=== THE REQUEST ===
Report every line of the data below that contains the string "white". Case counts.

─── SUPPLIED MATERIAL

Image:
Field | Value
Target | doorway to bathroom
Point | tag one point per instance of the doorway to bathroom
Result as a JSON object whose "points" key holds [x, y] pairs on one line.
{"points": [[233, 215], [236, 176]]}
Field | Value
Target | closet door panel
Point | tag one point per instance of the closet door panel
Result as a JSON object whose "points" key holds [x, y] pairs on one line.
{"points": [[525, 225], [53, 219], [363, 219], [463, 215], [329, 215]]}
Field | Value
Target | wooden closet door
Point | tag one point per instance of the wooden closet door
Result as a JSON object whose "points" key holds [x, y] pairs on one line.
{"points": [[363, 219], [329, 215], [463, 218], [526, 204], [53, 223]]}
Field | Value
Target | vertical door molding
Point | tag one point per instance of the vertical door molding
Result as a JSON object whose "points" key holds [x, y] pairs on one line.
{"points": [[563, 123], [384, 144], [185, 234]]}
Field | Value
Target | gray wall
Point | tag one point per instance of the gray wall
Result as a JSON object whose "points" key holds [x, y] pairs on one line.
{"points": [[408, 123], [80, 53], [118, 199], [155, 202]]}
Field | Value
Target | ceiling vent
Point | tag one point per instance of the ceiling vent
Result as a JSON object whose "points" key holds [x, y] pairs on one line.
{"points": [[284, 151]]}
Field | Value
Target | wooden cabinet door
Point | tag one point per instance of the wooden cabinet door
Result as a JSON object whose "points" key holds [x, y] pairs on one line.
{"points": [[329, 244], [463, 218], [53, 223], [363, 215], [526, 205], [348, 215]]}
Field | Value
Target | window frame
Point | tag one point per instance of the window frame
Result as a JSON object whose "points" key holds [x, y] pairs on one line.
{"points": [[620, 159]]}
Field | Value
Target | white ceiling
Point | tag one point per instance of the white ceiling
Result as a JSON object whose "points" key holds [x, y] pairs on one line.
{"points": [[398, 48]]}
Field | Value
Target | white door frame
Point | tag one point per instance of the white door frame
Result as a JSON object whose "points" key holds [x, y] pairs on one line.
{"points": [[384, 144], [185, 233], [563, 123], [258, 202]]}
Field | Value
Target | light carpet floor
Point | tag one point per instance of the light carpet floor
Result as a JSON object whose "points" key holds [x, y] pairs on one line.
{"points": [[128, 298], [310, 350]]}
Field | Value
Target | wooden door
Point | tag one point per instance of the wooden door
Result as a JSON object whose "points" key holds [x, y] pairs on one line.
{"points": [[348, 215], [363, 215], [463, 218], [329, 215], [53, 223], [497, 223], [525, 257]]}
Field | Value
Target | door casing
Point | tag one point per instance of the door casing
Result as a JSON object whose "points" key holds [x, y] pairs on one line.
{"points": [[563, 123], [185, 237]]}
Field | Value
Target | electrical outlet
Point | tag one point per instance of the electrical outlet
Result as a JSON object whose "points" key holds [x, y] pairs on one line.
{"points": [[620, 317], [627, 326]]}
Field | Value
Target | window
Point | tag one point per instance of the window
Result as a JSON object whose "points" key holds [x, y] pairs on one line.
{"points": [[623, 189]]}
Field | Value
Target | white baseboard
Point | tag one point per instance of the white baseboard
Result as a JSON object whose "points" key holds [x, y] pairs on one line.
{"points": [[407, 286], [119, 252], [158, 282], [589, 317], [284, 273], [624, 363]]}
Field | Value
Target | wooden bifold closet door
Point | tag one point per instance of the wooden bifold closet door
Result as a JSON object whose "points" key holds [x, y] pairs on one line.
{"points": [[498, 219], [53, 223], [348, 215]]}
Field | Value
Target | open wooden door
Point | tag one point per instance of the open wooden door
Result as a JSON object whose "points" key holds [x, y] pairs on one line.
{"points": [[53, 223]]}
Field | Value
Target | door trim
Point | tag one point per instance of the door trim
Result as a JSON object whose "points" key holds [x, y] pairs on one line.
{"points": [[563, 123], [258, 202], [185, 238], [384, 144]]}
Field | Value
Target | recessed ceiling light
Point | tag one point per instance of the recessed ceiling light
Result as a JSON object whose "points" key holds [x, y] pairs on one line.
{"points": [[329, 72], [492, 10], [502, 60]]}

──────

=== FINAL RESULT ===
Target | white ceiling
Point | tag one point per instance of the white ceiling
Target | white door frame
Point | tag one point per instance of the white door frame
Target | white baseboard
Point | tag one point per instance of the white baseboard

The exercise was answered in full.